_Task requirements_
Using the entries that follow, write out the line containing "Outlines of the beige", the line containing "Please trace the outline of every instance of the light", and every line between them, exactly and nothing else.

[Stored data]
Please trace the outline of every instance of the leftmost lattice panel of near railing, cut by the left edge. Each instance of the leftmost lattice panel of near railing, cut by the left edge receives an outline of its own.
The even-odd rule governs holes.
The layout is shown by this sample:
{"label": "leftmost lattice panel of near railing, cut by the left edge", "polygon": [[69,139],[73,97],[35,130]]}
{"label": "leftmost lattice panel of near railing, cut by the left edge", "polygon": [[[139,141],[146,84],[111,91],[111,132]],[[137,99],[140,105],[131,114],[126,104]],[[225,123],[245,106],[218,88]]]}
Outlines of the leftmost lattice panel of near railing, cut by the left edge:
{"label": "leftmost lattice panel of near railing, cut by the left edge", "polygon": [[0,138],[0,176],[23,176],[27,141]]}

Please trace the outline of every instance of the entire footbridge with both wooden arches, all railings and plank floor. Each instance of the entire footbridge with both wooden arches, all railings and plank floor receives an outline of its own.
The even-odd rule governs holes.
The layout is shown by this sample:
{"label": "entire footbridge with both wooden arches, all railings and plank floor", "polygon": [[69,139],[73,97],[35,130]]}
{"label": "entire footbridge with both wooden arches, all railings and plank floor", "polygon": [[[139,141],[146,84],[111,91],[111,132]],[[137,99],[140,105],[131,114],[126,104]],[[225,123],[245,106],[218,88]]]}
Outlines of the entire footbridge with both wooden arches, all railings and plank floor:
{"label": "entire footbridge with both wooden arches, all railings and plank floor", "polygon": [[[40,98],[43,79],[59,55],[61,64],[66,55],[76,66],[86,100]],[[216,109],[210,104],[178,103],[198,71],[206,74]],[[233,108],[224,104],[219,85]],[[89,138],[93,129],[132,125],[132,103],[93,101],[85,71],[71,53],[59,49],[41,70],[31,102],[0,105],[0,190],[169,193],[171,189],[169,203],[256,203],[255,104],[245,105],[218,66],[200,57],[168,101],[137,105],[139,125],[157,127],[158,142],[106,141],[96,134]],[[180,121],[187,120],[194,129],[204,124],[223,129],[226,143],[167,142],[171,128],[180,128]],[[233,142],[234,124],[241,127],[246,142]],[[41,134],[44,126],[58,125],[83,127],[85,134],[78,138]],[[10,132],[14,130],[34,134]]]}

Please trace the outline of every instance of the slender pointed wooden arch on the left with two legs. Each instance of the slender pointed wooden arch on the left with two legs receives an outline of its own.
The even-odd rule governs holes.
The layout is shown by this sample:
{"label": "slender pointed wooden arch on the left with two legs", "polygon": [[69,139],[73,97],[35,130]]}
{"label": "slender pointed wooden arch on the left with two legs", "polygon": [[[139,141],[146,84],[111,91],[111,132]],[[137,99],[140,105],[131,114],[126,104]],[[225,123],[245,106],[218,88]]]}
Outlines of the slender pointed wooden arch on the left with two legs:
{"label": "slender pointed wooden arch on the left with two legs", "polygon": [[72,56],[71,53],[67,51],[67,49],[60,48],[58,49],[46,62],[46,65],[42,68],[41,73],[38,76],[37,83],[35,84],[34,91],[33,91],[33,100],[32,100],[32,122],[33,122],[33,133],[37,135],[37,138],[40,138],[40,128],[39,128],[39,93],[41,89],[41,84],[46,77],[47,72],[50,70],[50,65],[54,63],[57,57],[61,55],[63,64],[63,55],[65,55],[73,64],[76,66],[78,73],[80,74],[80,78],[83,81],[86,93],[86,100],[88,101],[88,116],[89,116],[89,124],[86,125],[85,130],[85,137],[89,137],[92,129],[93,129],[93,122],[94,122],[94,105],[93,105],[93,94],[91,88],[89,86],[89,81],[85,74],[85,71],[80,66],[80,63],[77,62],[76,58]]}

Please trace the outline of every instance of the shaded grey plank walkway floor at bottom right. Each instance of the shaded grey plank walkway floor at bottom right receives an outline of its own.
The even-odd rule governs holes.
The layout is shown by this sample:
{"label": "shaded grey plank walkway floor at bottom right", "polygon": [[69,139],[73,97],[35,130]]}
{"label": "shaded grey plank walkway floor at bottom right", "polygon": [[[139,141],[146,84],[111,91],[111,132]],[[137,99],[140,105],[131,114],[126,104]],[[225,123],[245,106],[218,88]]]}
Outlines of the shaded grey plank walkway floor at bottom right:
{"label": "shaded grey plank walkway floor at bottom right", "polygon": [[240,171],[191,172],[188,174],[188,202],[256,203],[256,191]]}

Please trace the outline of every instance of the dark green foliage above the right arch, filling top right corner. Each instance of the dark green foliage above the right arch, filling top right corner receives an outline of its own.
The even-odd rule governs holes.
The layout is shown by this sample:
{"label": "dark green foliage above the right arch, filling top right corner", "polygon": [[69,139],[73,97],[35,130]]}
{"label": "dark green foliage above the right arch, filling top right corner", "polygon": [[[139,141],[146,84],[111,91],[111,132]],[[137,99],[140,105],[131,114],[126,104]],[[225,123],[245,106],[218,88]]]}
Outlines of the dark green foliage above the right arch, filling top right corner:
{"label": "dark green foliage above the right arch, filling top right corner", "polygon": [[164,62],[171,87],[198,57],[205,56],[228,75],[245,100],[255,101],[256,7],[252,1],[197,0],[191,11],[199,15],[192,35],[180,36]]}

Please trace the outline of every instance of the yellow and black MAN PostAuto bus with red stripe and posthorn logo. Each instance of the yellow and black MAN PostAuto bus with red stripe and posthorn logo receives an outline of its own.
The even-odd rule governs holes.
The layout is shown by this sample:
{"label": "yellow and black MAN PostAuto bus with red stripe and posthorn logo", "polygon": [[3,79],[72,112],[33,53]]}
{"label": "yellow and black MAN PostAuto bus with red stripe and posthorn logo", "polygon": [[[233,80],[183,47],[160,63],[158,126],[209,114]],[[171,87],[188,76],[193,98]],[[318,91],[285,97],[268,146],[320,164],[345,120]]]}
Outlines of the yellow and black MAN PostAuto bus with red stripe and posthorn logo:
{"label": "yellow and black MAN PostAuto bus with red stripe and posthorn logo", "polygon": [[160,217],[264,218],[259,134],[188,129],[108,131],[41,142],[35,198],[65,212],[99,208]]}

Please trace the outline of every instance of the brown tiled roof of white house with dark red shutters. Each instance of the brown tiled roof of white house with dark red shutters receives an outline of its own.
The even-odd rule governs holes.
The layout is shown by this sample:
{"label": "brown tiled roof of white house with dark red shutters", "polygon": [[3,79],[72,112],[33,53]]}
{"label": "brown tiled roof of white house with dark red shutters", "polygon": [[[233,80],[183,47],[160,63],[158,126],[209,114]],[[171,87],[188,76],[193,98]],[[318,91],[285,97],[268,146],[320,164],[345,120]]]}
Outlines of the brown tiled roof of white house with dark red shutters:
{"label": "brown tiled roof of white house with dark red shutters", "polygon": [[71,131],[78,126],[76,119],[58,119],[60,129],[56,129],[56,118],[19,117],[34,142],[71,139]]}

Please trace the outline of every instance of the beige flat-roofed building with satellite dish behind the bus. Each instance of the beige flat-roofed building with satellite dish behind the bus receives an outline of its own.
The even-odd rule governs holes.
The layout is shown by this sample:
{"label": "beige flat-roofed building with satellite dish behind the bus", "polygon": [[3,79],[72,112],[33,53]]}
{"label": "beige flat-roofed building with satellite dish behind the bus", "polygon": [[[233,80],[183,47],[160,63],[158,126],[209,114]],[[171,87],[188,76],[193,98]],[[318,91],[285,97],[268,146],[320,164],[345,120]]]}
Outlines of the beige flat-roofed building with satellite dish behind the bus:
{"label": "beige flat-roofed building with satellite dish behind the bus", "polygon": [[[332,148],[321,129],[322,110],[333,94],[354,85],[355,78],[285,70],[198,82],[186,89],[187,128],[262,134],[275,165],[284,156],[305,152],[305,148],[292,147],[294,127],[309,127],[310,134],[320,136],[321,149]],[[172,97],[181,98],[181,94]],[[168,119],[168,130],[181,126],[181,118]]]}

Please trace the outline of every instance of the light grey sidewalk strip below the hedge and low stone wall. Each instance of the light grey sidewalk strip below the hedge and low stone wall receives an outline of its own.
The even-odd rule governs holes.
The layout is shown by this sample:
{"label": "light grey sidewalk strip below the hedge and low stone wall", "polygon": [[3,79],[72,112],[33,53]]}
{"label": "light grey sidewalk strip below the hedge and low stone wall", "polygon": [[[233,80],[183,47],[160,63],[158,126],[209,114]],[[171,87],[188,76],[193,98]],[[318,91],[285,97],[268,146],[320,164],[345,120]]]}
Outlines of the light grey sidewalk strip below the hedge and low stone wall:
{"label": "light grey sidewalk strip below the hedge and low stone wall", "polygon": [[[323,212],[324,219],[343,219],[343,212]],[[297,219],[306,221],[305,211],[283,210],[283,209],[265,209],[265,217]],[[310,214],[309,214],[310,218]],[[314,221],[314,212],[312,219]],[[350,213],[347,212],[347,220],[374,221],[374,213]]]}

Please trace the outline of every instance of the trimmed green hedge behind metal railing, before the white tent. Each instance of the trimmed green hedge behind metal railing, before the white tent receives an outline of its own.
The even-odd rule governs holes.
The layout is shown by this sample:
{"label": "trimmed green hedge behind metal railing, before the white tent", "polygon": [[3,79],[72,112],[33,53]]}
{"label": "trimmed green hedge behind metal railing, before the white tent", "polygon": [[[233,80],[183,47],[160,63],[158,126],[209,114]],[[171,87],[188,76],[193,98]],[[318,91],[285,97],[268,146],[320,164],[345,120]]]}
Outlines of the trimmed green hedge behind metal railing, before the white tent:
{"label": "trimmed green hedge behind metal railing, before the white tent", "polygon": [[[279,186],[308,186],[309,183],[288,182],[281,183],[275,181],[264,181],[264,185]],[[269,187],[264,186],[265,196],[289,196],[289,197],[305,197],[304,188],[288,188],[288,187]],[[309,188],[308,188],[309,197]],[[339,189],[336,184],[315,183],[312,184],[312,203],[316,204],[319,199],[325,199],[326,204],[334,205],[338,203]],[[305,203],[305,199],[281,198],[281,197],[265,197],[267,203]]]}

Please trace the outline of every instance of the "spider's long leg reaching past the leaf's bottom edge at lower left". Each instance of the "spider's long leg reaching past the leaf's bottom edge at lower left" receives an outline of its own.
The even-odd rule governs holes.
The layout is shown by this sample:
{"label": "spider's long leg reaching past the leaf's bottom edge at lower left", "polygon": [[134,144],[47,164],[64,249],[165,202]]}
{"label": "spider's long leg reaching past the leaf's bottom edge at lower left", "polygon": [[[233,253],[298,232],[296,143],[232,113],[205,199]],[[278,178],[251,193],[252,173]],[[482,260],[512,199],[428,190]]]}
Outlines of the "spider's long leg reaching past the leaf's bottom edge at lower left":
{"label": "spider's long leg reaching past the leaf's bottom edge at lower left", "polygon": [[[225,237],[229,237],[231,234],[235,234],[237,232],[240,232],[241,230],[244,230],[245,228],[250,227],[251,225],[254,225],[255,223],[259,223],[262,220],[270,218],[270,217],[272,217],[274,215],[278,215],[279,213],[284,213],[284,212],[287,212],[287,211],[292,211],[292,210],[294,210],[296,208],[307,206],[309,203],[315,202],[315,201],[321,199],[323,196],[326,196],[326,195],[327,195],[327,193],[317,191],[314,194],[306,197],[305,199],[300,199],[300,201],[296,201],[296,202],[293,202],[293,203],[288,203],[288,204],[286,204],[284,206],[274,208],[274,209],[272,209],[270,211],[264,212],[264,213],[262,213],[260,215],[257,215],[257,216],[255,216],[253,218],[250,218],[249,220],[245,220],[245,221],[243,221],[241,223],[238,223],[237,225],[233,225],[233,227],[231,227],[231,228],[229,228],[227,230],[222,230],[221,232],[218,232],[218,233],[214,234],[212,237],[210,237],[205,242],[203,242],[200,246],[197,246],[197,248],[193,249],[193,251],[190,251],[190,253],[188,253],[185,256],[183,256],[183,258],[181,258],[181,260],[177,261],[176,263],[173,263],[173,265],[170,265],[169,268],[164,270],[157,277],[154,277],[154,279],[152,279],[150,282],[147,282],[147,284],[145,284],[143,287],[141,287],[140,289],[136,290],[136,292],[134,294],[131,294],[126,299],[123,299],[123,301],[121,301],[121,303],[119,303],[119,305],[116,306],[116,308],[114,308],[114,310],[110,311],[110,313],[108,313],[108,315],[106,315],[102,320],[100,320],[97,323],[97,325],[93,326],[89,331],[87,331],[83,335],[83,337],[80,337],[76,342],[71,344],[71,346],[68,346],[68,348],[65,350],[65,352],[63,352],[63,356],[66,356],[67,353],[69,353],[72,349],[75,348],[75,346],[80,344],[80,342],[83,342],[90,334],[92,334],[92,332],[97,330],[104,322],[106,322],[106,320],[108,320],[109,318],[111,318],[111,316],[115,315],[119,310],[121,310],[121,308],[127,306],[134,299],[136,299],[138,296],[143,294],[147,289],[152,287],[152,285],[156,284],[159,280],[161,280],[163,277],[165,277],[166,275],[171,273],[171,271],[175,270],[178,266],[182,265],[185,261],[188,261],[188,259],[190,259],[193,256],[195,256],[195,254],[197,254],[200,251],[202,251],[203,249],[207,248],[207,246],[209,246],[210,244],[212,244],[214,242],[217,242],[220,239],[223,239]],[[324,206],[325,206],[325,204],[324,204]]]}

_Answer to this task_
Outlines of the beige flat-roofed building with satellite dish behind the bus:
{"label": "beige flat-roofed building with satellite dish behind the bus", "polygon": [[[332,148],[321,129],[322,110],[333,94],[354,85],[355,78],[285,70],[198,82],[186,89],[187,128],[262,134],[275,165],[284,156],[305,152],[305,148],[292,147],[294,127],[309,127],[310,134],[320,136],[321,149]],[[172,97],[181,98],[181,94]],[[168,119],[168,130],[181,126],[181,118]]]}

Please trace the outline of every instance of the light grey sidewalk strip below the hedge and low stone wall. Each instance of the light grey sidewalk strip below the hedge and low stone wall receives an outline of its own.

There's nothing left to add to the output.